This is not only a terrible inconvenience for you, but you have a flake of a mother waiting for you on the other end, so once there, the trip could go very badly. I think it's perfectly reasonable to just tell them, "Between my child and my pets, I just can't manage it." If you don't want to go, don't.

Iguanagos had a good idea about meeting them halfway. That way you're in a restaurant, not their house, and are free to leave when you want to. If they decline that offer, well, you tried to compromise so they have no right to complain or play the victim.

I think you're a great mother for putting your daughter's needs first. If you're happier staying at home with your new family and pets, stay home, be happy.  :)

Sojourner17

Hi Mug, I'm sorry you are feeling the pressure to make a trip to see your mom right now. From what I remember from your previous posts you are also pregnant with your second. To me, your pregnancy, your toddler, time with your hubby and your animal responsibilities are a lot/more than enough for you to keep the boundary to not make the drive.... plus, you don't want to! Take care of yourself and your FOC.

+++

▶ Required actions:
a. Answer these questions about the forum replies, one line each:
(i) Who had the idea about meeting halfway?
(ii) In a halfway meeting, where would the visit take place instead of the family's house?
(iii) According to the reply addressed to Mug, what is Mug pregnant with?
b. List every item in the forum replies that the reply to Mug names as being "a lot/more than enough" for her.
c. Write the next part of the forum replies, picking up after the last sentence.

Stored items
+++

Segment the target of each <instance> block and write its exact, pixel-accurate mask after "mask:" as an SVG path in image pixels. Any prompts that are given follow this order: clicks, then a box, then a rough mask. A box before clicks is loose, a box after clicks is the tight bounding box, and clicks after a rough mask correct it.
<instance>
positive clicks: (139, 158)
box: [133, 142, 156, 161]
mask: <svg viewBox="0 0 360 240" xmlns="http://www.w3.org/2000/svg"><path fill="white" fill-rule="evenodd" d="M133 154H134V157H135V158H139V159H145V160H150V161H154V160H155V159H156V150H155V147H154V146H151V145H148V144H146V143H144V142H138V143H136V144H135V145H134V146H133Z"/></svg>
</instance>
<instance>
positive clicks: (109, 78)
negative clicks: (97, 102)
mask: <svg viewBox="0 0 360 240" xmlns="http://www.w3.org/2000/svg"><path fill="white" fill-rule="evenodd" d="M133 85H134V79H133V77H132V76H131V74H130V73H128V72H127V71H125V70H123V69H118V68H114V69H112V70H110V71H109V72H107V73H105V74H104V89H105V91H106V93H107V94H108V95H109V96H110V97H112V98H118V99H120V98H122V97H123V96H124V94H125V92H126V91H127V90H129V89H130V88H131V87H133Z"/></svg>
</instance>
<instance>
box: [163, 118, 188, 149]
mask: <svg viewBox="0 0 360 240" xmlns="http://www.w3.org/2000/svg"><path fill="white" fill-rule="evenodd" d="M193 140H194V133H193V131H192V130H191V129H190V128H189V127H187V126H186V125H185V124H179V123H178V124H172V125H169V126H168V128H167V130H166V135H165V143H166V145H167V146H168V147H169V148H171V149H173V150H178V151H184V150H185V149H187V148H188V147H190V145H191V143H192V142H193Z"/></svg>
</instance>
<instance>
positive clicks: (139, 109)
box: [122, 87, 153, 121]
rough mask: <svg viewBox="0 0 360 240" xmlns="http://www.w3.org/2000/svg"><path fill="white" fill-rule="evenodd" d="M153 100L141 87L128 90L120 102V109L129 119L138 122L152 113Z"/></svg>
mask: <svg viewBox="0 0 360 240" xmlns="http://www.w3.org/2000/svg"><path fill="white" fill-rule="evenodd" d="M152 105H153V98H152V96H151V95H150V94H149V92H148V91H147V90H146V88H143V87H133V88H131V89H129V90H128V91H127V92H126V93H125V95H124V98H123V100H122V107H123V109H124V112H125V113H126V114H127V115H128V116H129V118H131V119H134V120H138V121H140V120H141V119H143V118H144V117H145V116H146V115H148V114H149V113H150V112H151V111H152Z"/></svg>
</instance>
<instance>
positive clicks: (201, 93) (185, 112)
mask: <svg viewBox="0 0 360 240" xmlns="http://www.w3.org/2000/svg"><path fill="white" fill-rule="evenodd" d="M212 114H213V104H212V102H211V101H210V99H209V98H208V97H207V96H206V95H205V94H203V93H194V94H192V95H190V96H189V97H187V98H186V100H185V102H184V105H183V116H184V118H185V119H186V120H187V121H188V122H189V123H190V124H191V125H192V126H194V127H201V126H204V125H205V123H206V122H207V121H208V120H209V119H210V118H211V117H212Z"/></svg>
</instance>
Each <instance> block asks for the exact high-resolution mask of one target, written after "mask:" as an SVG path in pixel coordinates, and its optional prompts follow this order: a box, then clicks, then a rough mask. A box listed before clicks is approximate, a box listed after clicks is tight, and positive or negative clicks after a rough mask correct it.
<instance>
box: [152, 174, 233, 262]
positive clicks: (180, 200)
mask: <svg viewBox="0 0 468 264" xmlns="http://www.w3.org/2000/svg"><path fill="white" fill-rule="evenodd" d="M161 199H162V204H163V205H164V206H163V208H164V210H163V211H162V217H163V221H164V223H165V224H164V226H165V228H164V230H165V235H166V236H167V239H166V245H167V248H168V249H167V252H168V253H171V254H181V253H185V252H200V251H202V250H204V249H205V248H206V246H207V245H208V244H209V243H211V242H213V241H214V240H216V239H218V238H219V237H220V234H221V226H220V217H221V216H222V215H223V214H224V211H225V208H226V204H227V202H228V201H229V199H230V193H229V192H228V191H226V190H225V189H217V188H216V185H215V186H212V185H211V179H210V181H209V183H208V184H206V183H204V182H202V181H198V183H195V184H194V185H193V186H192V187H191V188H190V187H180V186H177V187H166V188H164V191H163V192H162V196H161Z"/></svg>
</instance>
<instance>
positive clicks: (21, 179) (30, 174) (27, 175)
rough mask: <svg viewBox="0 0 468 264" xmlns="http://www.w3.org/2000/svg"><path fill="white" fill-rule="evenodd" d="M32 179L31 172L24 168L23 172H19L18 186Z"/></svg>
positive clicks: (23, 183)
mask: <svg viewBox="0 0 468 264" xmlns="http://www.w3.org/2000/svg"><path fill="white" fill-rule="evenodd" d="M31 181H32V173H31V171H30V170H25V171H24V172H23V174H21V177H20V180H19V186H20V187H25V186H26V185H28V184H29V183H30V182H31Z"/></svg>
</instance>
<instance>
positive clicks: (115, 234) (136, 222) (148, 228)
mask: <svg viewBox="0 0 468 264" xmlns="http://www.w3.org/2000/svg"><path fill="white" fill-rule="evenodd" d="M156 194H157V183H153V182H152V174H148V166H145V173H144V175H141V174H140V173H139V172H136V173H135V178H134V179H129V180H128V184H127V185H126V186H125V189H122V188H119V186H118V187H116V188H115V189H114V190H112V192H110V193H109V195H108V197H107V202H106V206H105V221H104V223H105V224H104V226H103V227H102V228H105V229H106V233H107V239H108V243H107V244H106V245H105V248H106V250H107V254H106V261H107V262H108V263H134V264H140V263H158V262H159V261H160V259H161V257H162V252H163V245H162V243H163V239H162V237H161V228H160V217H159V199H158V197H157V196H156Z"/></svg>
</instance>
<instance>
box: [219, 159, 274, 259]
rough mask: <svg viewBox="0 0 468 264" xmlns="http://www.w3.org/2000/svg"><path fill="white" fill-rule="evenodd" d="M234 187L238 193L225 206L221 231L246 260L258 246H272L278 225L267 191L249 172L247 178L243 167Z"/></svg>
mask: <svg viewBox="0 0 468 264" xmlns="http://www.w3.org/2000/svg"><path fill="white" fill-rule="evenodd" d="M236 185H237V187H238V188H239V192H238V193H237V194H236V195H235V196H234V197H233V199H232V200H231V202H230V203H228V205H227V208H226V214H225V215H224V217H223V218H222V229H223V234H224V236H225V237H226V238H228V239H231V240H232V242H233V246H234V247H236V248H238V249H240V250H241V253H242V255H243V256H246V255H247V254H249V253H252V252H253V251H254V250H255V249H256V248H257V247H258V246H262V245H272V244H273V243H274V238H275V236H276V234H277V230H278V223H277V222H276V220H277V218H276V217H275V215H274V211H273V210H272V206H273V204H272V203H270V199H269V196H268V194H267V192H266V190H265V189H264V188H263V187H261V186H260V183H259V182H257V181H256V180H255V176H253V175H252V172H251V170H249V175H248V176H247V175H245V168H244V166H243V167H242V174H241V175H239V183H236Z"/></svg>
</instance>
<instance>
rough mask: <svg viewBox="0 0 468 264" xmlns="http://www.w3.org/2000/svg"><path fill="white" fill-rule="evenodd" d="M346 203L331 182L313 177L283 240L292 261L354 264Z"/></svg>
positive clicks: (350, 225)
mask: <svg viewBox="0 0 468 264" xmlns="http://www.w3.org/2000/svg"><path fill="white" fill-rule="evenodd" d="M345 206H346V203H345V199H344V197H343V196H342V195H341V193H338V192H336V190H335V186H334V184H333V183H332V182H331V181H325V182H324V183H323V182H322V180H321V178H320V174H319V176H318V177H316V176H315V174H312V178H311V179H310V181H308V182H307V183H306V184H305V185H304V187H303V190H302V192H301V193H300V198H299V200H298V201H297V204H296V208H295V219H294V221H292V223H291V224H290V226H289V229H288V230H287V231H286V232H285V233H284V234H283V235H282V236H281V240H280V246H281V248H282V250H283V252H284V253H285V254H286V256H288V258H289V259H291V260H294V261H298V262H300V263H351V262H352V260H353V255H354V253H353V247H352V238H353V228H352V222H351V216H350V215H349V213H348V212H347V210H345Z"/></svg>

+++

▶ Answers below:
a.
(i) Iguanagos
(ii) In a restaurant
(iii) Her second

b.
- Her pregnancy
- Her toddler
- Time with her hubby
- Her animal responsibilities

c.
I like the suggestion of meeting halfway for a meal or coffee or maybe someplace where grandma could visit with you and play with your 2year old... not sure if that's an option where you live but in the end, take care of you and your littles first! Wishing you the best!
"Tomorrow is a new day with no mistakes in it..." - Anne of Green Gables by L.M. Montgomery

appaloosa

I wouldn't go. You don't want to go and it's inconvenient to go. You don't need more reasons. Put yourself and your FOC first. No apologies.

Mug

Thank you all for the support and advice. I've thought of trying to meet somewhere in the middle, but unfortunately there isn't much between me and my parents besides fields. I am pregnant with my second child, and while I'm doing better, I still have issues (car sickness mostly). I know my husband can manage all the pets, but I don't feel like he should have to. He works so hard so I can stay at home with our daughter. I don't want to go, so I won't. I'll figure out exactly how to word it whenever I can't avoid it anymore. It's so nice to have the support of all of you. It's really helped me learn how to live with my mom's "needs."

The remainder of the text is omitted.